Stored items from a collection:
#####

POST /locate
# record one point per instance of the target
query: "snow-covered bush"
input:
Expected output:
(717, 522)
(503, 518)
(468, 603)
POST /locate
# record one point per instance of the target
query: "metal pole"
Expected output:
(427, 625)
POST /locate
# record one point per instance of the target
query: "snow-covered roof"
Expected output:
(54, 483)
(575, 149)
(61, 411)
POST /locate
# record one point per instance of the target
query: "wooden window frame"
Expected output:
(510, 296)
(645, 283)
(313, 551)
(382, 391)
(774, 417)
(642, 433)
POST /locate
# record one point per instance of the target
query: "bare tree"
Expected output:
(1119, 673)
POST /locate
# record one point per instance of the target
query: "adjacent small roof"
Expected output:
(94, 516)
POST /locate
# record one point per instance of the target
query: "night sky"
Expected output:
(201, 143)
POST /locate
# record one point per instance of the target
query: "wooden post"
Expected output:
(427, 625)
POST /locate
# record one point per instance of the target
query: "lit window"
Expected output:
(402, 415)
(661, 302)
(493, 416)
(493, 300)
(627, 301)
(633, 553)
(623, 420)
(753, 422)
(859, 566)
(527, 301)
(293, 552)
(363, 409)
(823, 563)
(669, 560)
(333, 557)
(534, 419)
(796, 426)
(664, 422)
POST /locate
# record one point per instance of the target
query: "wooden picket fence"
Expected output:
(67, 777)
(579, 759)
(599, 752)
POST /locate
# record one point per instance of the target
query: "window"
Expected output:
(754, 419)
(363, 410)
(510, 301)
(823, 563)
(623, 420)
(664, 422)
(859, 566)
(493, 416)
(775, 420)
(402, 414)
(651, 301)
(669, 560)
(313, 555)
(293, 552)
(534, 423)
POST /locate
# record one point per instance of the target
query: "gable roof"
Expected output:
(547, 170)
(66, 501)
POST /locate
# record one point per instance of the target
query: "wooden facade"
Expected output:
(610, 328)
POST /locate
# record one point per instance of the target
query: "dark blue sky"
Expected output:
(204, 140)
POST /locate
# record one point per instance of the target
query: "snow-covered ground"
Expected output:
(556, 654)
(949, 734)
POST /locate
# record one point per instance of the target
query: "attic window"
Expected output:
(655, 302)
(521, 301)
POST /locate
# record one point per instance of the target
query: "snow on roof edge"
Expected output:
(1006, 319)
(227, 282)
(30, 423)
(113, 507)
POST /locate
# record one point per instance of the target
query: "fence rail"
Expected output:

#####

> Work request: Could you transcribe each entry exactly as it stands?

> Answer area:
POST /locate
# record one point per instance of the target
query: "snow-covered bush"
input:
Expected output:
(717, 522)
(503, 518)
(468, 603)
POST /locate
# record one point per instance of the target
query: "metal pole"
Expected output:
(427, 625)
POST /locate
# record one point per instance of the target
query: "snow-covered roof"
Expected output:
(54, 483)
(575, 149)
(61, 411)
POST /locate
# record one point per instance of the target
query: "wooden window frame"
Expected output:
(510, 296)
(645, 283)
(313, 551)
(382, 391)
(774, 417)
(642, 433)
POST /locate
# record one point per instance of the target
query: "bare tree"
Expected output:
(1119, 673)
POST /locate
# record one point per instance of the target
query: "adjacent small roof"
Expected output:
(94, 516)
POST /locate
# record one point per instance of the target
query: "night sky"
Expected output:
(201, 143)
POST /locate
# record one point per instance of the target
query: "wooden post"
Expected output:
(427, 625)
POST /locate
# record one point per instance of the target
query: "lit window"
Expected output:
(402, 415)
(661, 302)
(493, 416)
(493, 300)
(627, 301)
(633, 553)
(623, 420)
(753, 422)
(859, 566)
(527, 301)
(293, 552)
(363, 409)
(823, 563)
(669, 560)
(333, 557)
(534, 419)
(796, 426)
(664, 422)
POST /locate
# record one point per instance of the target
query: "wooden picket fence"
Expected output:
(67, 777)
(579, 759)
(599, 752)
POST /locate
# record one point per instance of the target
query: "window"
Expected output:
(754, 419)
(363, 410)
(510, 301)
(823, 563)
(623, 420)
(664, 422)
(859, 566)
(493, 416)
(775, 420)
(402, 414)
(651, 301)
(669, 560)
(313, 555)
(293, 552)
(534, 423)
POST /locate
# record one point per instance of the target
query: "gable roof"
Expected output:
(547, 170)
(66, 501)
POST /locate
# record one point per instance of the target
query: "wooden facade"
Expected output:
(610, 328)
POST /locate
# record one point per instance of the target
query: "dark blue sky"
Expected output:
(204, 140)
POST /locate
# record one point per instance of the target
query: "snow-covered ground"
Expected output:
(556, 654)
(949, 734)
POST /locate
# record one point per instance of the target
query: "attic window"
Expected output:
(655, 302)
(521, 301)
POST /locate
# record one point per instance of the target
query: "snow on roof edge"
Expected output:
(1006, 319)
(227, 282)
(30, 423)
(113, 507)
POST /locate
# record one point per instance of the target
query: "fence rail"
Expected output:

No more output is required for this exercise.